Rewrite every one of the records below as a numbered list, skipping any blank lines. Leave the pictures out of your answer.

— Start Data lines —

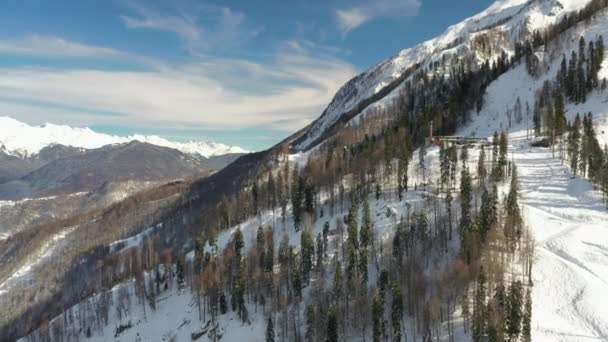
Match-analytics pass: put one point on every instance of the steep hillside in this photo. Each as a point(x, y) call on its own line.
point(22, 140)
point(359, 227)
point(480, 38)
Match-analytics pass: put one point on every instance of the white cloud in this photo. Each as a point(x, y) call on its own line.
point(200, 25)
point(350, 18)
point(286, 92)
point(51, 46)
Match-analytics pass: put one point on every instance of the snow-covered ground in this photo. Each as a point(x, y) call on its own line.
point(566, 215)
point(20, 139)
point(570, 225)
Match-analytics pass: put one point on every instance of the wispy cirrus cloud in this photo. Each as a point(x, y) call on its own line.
point(200, 25)
point(284, 92)
point(52, 46)
point(351, 18)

— End Data lines —

● Response:
1. Match-analytics pass: put one point on every instance of the steep hillside in this photo. Each as a point(x, y) call on its own line.
2. point(22, 140)
3. point(359, 227)
4. point(480, 38)
5. Match-analytics pass: put one point on every instance of the white cloud in this photo. Each as a point(x, y) call on its own line.
6. point(200, 25)
7. point(350, 18)
8. point(286, 92)
9. point(51, 46)
10. Match-analytics pass: put one point on every instance of the snow-covered ground in this photo. Each as a point(x, y) call on its own line.
11. point(566, 215)
12. point(20, 139)
13. point(570, 225)
14. Match-analytics pass: put one point on every instance of the wispy cirrus cloud in this photo. Each as a point(x, y) call on its own line.
15. point(200, 25)
16. point(284, 92)
17. point(52, 46)
18. point(351, 18)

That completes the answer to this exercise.